**TAREA**
Devuelve cada línea del listado siguiente que contenga la palabra "left".

__________

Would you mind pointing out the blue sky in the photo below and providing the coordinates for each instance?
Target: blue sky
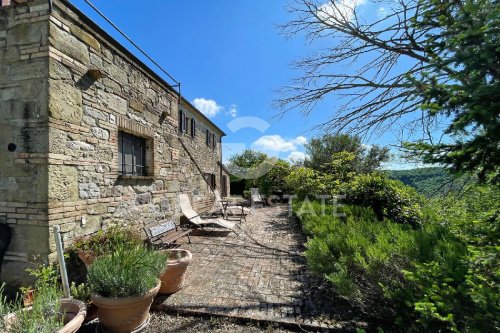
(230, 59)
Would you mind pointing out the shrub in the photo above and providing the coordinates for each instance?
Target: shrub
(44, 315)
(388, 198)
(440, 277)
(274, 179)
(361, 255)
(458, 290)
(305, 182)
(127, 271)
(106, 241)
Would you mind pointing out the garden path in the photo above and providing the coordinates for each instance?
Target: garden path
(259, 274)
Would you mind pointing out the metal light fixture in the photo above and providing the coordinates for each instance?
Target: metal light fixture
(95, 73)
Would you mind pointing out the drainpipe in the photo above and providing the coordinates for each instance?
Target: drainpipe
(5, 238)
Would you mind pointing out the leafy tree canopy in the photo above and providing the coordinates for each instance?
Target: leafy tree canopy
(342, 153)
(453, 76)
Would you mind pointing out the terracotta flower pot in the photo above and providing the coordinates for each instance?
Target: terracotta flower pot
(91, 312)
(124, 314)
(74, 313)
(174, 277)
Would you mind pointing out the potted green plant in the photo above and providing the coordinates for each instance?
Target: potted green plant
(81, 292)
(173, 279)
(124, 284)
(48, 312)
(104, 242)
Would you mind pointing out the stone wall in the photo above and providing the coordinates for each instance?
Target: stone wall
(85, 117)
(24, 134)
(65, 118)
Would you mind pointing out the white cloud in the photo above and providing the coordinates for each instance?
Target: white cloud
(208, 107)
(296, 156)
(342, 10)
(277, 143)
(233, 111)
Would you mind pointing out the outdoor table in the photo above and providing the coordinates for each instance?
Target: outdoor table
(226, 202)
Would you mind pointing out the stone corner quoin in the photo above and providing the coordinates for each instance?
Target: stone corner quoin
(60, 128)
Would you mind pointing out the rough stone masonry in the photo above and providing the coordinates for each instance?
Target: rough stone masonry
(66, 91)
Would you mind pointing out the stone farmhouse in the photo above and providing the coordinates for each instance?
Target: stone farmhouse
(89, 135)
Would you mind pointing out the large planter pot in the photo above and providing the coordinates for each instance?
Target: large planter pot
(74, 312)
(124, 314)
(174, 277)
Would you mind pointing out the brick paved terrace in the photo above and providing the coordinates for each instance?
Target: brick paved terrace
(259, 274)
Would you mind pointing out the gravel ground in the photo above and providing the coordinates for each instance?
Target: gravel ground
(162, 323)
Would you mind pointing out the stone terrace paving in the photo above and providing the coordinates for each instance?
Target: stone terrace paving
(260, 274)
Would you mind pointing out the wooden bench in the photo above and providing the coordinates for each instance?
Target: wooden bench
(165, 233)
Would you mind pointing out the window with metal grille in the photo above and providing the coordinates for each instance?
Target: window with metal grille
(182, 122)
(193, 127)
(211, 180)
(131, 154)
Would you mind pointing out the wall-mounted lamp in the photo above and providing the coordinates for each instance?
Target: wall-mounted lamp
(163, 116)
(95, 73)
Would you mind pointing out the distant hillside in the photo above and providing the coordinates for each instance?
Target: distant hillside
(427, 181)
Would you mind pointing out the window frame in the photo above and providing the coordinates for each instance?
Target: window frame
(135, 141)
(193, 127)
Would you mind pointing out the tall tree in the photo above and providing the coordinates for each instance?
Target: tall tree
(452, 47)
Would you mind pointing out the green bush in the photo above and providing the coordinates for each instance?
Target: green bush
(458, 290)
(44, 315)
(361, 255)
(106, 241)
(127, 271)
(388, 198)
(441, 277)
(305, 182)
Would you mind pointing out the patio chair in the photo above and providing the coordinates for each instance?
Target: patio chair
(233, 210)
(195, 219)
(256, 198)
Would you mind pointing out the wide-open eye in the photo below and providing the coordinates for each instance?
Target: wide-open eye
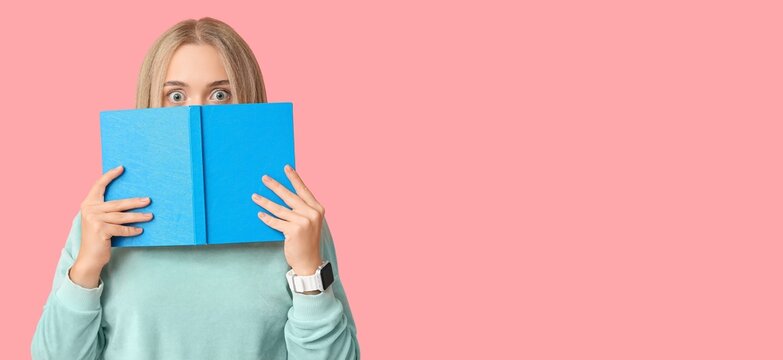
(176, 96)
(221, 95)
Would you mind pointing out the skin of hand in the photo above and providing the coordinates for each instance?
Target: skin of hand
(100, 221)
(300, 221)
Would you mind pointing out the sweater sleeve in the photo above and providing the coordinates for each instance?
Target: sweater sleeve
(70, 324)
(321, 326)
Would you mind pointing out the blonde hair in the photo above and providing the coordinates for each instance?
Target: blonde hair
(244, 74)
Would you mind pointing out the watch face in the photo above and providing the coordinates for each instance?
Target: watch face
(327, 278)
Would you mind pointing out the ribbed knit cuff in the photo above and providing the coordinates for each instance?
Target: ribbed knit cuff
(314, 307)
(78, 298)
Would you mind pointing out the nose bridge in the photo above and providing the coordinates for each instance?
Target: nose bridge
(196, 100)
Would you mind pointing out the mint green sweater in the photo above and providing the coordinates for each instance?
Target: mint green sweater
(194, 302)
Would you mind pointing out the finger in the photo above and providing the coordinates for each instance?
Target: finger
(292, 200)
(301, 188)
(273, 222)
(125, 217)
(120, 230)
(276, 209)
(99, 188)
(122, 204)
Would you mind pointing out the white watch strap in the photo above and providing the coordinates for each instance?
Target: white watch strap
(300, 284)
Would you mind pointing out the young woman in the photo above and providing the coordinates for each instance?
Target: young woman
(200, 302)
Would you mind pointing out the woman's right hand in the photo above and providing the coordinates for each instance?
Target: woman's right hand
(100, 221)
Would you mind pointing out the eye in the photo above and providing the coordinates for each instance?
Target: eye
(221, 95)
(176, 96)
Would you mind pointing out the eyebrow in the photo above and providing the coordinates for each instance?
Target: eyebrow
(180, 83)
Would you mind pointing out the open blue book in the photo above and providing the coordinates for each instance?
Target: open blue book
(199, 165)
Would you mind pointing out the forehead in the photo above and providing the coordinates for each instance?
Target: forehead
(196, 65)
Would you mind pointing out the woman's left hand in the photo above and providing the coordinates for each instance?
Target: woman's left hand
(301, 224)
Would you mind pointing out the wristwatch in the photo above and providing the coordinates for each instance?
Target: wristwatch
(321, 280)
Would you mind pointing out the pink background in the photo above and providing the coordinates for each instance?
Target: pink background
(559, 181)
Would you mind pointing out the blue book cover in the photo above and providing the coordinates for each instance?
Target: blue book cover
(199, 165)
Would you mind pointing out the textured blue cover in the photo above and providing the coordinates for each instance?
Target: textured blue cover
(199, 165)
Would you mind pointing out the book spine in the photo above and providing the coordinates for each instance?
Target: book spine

__________

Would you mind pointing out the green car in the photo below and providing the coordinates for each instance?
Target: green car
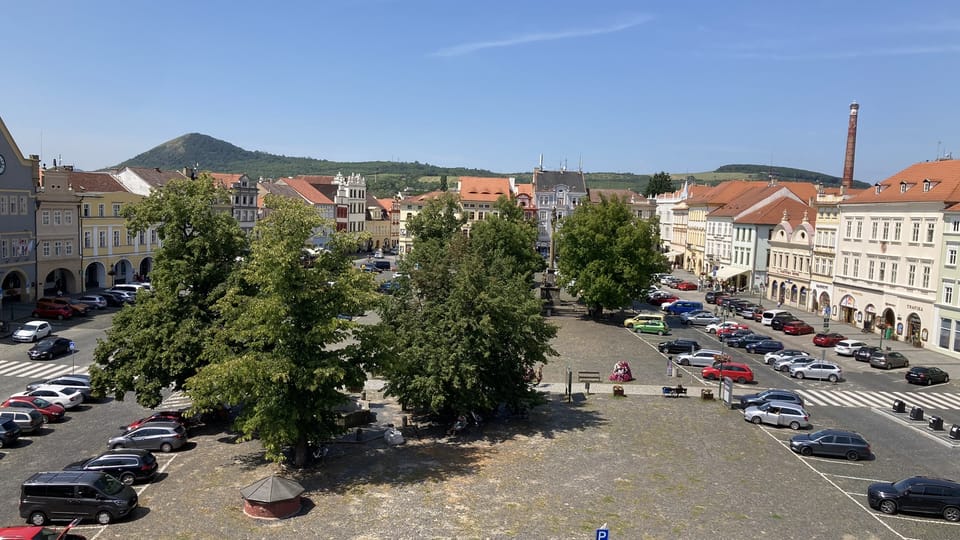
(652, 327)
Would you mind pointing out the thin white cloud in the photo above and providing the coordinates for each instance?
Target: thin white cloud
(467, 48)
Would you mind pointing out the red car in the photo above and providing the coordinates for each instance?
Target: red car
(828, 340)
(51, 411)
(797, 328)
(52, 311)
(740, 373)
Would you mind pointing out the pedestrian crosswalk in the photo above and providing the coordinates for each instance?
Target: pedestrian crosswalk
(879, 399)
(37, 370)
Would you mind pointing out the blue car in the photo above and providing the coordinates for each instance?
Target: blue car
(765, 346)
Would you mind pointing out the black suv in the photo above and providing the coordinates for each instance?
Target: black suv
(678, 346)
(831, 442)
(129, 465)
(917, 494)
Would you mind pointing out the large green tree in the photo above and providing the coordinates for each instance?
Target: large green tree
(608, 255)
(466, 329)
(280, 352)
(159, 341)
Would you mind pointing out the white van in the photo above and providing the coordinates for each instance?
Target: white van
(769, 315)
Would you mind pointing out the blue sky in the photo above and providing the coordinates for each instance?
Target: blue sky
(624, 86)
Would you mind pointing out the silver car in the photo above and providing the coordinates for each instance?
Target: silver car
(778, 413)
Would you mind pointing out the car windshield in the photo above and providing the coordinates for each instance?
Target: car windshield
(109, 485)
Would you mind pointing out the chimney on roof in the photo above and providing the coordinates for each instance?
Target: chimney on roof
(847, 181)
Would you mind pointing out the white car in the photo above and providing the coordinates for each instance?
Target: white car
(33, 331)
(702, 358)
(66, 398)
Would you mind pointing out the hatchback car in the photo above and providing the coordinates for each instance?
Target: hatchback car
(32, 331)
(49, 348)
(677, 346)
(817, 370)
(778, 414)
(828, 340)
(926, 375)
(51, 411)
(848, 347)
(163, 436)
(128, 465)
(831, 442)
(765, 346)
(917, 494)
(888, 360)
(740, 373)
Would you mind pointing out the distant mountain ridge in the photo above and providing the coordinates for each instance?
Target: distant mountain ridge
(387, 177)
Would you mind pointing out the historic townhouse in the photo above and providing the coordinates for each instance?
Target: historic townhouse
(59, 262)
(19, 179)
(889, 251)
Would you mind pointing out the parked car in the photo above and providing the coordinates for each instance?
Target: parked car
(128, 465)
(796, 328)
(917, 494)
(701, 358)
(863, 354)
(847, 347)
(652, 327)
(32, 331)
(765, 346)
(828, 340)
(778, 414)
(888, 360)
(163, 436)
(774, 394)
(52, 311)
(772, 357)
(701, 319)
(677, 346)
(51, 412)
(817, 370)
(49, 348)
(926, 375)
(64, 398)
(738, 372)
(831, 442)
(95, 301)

__________

**RESPUESTA COMPLETA**
Would you mind pointing out the woman's left hand in the photo above and providing the coordinates for each instance?
Target: woman's left hand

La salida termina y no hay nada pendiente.